Doctor Bruce Rothschild is an expert in ancient diseases. He's studied tuberculosis in mastodons and arthritis in a Tyrannosaurus rex. But even he'd never seen this particular type of tumour in a dinosaur before. No one had.
The small jaw of a young duck-billed dinosaur had a huge, strange growth on one side - a non cancerous facial tumour called a ameloblastoma. Humans get them, as do modern mammals and some reptiles. But they'd never been seen in fossilised form.
"The discovery of an ameloblastoma in a duck-billed dinosaur documents that we have more in common with dinosaurs than previously realised," Rothschild said in a news release.
In a study published this week in the journal Scientific Reports, Rothschild and his colleagues describe the disfigured jaw of an ailing 67-million-year-old dinosaur. It was a Telmatosaurus transsylvanicus - a species of dwarfed hadrosaur that lived in Romania's "Valley of the Dinosaurs" just before the asteroid impact that would bring about the ancient reptiles' demise.

» Given information:
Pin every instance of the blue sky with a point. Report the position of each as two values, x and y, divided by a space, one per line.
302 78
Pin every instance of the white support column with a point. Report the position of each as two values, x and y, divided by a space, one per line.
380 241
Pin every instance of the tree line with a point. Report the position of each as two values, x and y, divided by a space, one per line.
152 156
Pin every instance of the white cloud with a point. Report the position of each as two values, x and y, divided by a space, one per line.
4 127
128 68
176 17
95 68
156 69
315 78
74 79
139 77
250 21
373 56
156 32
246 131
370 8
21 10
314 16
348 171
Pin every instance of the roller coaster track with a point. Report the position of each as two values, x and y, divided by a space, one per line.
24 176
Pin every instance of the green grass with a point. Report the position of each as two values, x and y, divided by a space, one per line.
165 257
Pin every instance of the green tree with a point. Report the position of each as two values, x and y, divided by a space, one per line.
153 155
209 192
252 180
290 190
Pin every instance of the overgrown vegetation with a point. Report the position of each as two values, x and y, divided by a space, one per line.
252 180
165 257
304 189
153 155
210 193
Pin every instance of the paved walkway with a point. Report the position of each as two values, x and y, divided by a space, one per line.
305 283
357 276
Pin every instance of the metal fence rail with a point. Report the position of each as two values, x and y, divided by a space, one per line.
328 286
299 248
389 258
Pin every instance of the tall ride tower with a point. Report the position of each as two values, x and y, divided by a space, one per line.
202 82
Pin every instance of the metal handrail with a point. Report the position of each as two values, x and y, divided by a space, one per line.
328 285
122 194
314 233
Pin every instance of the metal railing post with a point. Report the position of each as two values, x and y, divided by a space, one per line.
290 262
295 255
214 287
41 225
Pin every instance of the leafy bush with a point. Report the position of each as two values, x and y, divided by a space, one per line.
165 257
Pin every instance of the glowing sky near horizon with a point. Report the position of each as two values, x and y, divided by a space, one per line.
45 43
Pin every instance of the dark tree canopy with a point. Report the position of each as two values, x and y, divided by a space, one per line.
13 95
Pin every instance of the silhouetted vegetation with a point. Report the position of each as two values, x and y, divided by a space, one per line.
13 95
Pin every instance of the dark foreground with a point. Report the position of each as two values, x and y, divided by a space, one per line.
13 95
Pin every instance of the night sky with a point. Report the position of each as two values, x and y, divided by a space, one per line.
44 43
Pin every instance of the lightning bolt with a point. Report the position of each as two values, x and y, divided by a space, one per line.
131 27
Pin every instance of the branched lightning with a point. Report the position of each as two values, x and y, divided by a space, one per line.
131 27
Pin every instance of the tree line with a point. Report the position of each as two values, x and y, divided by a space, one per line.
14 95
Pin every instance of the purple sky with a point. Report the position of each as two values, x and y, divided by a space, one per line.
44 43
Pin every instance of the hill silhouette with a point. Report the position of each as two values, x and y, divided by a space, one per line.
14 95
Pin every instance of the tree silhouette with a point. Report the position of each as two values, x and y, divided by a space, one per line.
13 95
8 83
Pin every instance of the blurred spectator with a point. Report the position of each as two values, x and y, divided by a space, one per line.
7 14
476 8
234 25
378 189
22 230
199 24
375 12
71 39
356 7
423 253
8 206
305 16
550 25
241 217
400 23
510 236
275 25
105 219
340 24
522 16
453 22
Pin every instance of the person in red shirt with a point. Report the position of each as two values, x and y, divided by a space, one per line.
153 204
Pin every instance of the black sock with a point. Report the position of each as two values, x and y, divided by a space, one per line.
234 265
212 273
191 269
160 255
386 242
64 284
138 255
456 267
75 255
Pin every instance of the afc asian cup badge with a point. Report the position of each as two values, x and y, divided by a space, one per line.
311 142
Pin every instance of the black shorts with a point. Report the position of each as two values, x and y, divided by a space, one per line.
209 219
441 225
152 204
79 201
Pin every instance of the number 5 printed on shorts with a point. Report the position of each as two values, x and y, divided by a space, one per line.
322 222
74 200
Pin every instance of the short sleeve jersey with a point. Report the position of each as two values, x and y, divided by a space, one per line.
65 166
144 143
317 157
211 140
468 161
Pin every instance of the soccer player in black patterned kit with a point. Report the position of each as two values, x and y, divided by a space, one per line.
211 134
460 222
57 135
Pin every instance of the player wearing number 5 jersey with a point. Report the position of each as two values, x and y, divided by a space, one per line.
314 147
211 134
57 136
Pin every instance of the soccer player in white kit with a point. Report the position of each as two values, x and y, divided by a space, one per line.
--
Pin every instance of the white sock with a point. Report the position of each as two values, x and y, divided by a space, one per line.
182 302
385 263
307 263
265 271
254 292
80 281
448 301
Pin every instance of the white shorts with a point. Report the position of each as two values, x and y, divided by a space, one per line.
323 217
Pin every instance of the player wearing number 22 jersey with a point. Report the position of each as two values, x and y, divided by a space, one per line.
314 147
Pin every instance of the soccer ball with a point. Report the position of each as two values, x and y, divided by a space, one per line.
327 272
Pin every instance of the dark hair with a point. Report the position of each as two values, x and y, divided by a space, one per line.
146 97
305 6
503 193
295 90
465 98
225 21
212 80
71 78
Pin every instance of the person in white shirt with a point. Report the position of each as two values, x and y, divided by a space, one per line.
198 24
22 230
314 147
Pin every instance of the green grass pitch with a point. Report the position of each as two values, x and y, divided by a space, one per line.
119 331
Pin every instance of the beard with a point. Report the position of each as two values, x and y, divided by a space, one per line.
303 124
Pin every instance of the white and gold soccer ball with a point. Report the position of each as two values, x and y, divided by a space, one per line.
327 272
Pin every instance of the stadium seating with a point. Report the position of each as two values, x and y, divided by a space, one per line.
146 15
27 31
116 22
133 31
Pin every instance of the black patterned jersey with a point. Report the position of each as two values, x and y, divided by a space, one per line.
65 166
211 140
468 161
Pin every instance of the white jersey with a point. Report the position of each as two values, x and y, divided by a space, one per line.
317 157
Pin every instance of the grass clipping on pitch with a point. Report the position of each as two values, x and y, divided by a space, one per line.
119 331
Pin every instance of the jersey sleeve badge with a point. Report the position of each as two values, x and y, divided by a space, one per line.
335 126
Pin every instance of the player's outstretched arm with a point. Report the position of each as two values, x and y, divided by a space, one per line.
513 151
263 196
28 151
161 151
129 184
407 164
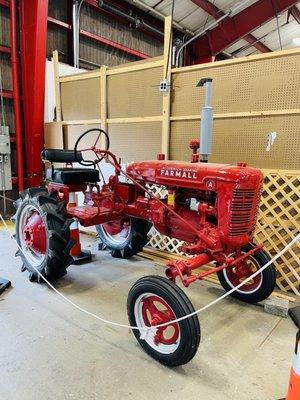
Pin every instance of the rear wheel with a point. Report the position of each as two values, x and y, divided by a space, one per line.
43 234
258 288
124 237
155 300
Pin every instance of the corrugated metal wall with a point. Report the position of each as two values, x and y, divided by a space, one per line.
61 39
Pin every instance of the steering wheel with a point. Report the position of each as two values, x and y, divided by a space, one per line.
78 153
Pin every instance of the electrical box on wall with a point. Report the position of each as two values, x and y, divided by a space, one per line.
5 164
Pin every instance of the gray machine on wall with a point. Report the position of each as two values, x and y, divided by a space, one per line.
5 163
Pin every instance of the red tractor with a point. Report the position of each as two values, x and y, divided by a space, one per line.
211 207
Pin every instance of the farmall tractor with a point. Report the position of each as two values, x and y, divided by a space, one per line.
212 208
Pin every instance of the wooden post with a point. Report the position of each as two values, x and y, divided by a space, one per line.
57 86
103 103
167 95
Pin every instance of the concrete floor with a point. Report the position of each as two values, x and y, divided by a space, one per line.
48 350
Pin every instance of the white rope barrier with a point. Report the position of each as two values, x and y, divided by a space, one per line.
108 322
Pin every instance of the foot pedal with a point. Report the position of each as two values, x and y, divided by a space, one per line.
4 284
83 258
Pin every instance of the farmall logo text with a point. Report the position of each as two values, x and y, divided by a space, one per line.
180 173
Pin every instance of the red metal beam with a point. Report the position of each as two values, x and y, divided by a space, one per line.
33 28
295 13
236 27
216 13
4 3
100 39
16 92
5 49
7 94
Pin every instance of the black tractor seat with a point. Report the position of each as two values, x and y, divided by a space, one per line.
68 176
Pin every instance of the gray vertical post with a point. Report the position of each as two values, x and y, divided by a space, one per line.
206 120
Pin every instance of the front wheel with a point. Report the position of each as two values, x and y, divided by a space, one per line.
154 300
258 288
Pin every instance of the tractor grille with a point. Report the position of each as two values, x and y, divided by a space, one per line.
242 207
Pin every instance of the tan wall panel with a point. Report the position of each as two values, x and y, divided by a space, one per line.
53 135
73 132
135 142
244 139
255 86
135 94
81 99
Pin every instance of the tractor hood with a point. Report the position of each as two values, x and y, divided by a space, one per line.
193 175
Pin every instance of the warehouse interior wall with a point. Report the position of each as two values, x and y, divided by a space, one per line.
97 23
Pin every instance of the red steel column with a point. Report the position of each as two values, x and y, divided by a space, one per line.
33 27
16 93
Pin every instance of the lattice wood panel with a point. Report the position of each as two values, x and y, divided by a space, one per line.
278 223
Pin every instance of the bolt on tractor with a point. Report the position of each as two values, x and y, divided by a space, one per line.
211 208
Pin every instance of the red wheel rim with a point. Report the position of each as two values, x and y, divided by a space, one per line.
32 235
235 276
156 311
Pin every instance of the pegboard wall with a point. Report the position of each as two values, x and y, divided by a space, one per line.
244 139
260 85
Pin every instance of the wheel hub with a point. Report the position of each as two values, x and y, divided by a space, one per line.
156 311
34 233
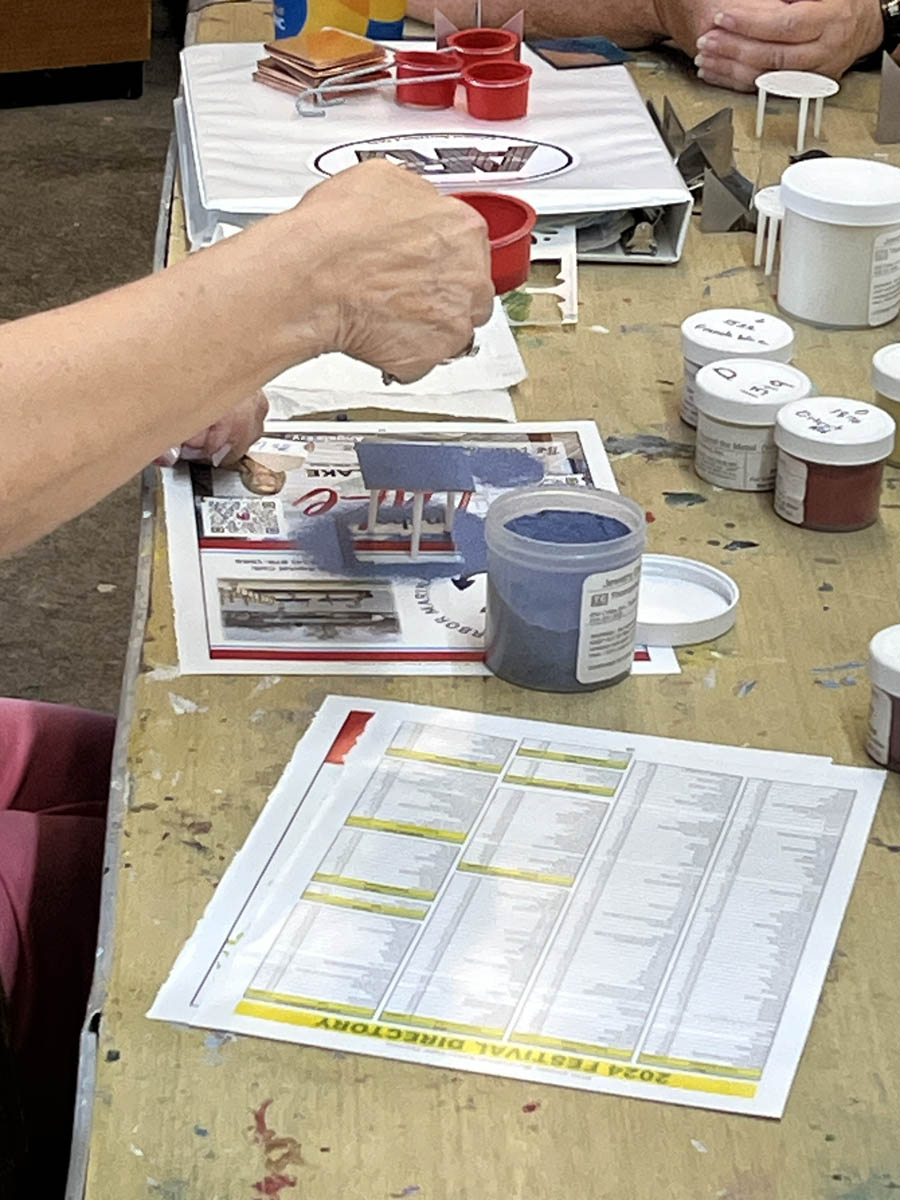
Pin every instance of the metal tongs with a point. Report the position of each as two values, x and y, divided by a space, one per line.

» Work instruction 1:
List every disease or medical condition named in the dinosaur tumor article.
» Work instruction 2:
Continue the dinosaur tumor article from the end of its last sentence.
The data has no connection to the dinosaur tumor article.

» Exercise output 1:
tuberculosis, arthritis, ameloblastoma

» Exercise output 2:
But before that catastrophic impact, dinosaur life was dictated by the same concerns that preoccupy animals today: getting food, not becoming food, avoiding injury and disease. Understanding those last two factors is crucial for "revealing a very particular facet of dinosaurian life and death," the researchers write, because they say a lot about a creature's behaviour. Healed-over wounds might indicate an escape from a predator or a fight with a peer; evidence of chronic disease can illuminate how long a creature lived, and whether its relatives helped it survive.